Set down every one of the following records word for word, without changing a single line.

◆ ◆ ◆ ◆ ◆ ◆ ◆

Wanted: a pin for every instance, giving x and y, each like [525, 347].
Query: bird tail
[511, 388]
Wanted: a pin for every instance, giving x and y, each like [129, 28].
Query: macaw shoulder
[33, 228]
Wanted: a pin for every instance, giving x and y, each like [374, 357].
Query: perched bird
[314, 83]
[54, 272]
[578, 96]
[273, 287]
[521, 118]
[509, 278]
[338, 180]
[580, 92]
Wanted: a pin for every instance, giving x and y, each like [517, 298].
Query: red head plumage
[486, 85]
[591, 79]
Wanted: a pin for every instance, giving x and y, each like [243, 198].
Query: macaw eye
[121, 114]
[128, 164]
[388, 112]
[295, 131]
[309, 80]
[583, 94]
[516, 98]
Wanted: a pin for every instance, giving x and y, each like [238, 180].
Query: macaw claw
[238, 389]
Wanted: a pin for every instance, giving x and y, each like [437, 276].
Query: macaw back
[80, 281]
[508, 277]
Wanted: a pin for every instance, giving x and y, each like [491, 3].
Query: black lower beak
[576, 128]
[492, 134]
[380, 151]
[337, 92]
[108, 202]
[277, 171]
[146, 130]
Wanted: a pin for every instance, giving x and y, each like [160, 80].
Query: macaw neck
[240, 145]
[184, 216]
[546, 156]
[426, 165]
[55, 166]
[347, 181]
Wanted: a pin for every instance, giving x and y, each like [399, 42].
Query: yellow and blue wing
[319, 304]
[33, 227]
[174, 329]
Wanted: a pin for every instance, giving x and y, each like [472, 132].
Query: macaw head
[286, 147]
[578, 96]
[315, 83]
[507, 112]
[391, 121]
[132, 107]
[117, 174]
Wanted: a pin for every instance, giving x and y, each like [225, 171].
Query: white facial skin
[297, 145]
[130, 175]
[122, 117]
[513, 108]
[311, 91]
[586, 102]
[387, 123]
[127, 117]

◆ ◆ ◆ ◆ ◆ ◆ ◆

EXERCISE OUTPUT —
Wanted: a pin for every instance, giving x and y, each like [525, 347].
Query: bird tail
[511, 388]
Wanted: a pin for every instance, giving x and y, each like [129, 28].
Query: macaw shoulder
[33, 228]
Wanted: a pin for every instance, giving x and y, each like [374, 357].
Query: perched bird
[314, 83]
[54, 272]
[578, 96]
[273, 287]
[521, 118]
[509, 278]
[338, 180]
[580, 92]
Wanted: a pin for every instance, giving x and y, each like [517, 298].
Query: red head plumage
[486, 85]
[591, 79]
Wanted: a pin for every instance, giving x and y, each like [243, 198].
Query: macaw eye
[121, 114]
[128, 164]
[388, 112]
[295, 131]
[309, 80]
[583, 94]
[516, 98]
Wanted: a pin for every instance, giving x and y, each like [238, 180].
Query: macaw claw
[238, 389]
Wanted: a pin for every instance, giving x and y, each like [437, 276].
Query: macaw back
[80, 281]
[508, 277]
Wanted: a pin for every instance, giving x and y, each like [491, 3].
Query: black lower beak
[576, 128]
[492, 134]
[380, 151]
[337, 92]
[108, 202]
[277, 171]
[146, 130]
Wanted: a pin for every instance, giving x and y, each like [160, 80].
Query: macaw neck
[240, 145]
[184, 216]
[546, 156]
[426, 165]
[55, 166]
[347, 181]
Wanted: a pin for every instance, giving x and y, each like [399, 42].
Query: yellow and blue wing
[319, 304]
[33, 227]
[174, 329]
Wanted: a pin for every instance, giving x and y, each like [472, 132].
Query: macaw head
[286, 147]
[578, 96]
[315, 83]
[507, 112]
[391, 121]
[132, 107]
[117, 174]
Wanted: a pin for every instance, giving x and y, each like [225, 171].
Query: white facial skin
[297, 145]
[130, 175]
[122, 117]
[513, 108]
[311, 91]
[586, 102]
[387, 123]
[127, 117]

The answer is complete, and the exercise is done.